▶ _Task inputs_
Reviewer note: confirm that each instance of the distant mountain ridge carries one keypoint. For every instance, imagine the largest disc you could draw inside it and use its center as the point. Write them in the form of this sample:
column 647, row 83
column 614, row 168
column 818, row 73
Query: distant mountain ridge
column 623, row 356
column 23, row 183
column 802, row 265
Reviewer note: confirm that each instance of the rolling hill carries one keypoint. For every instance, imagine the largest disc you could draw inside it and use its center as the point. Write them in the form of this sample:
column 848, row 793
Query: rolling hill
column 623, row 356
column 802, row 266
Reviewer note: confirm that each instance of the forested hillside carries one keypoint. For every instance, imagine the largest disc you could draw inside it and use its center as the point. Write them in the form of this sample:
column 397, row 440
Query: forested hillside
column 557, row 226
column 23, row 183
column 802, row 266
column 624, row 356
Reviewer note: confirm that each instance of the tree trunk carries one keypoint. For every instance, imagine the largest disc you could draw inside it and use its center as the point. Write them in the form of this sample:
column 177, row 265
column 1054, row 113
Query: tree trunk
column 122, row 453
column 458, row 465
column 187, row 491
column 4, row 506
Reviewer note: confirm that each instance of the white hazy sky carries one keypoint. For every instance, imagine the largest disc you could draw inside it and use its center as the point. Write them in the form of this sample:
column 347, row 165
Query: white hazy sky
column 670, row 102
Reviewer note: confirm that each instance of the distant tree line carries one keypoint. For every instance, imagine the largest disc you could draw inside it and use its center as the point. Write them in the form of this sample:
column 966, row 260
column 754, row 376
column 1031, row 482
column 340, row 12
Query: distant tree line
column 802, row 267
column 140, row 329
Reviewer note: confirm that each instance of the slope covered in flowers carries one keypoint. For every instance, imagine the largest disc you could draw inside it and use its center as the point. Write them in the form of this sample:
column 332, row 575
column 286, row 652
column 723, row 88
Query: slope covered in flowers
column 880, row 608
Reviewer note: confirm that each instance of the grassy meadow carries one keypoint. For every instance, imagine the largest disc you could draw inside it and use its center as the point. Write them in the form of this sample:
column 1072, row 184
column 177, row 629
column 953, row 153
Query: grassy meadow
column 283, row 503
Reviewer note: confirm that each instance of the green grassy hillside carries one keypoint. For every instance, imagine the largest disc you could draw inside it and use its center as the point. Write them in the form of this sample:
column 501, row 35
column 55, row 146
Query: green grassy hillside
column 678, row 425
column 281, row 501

▶ _Prompt_
Please retype the rows above, starting with the first line of the rows and going on through the line with "column 624, row 356", both ends included.

▶ _Written solution_
Reviewer note: confirm that each instance of the distant mountain ridge carries one keypoint. For every instance, imagine the largest disc you could draw inside it and use its center as the point. Write them in the form of this sample:
column 647, row 83
column 614, row 168
column 818, row 73
Query: distant mountain ridge
column 623, row 356
column 23, row 183
column 802, row 265
Reviewer note: confirm that each instance of the rolling hill carries one keypoint. For every instance, imagine the largest disc you could draw inside it and use its center as the point. Write them in the form of this sample:
column 848, row 793
Query: rolling hill
column 623, row 356
column 802, row 266
Reviewer note: confirm that each instance of the forested hillside carries one keypoint. For every instance, imagine the largest disc you could draw inside it and use its center as the point. Write them in the form of this sample:
column 397, row 440
Query: forested hillside
column 557, row 226
column 23, row 183
column 802, row 266
column 624, row 356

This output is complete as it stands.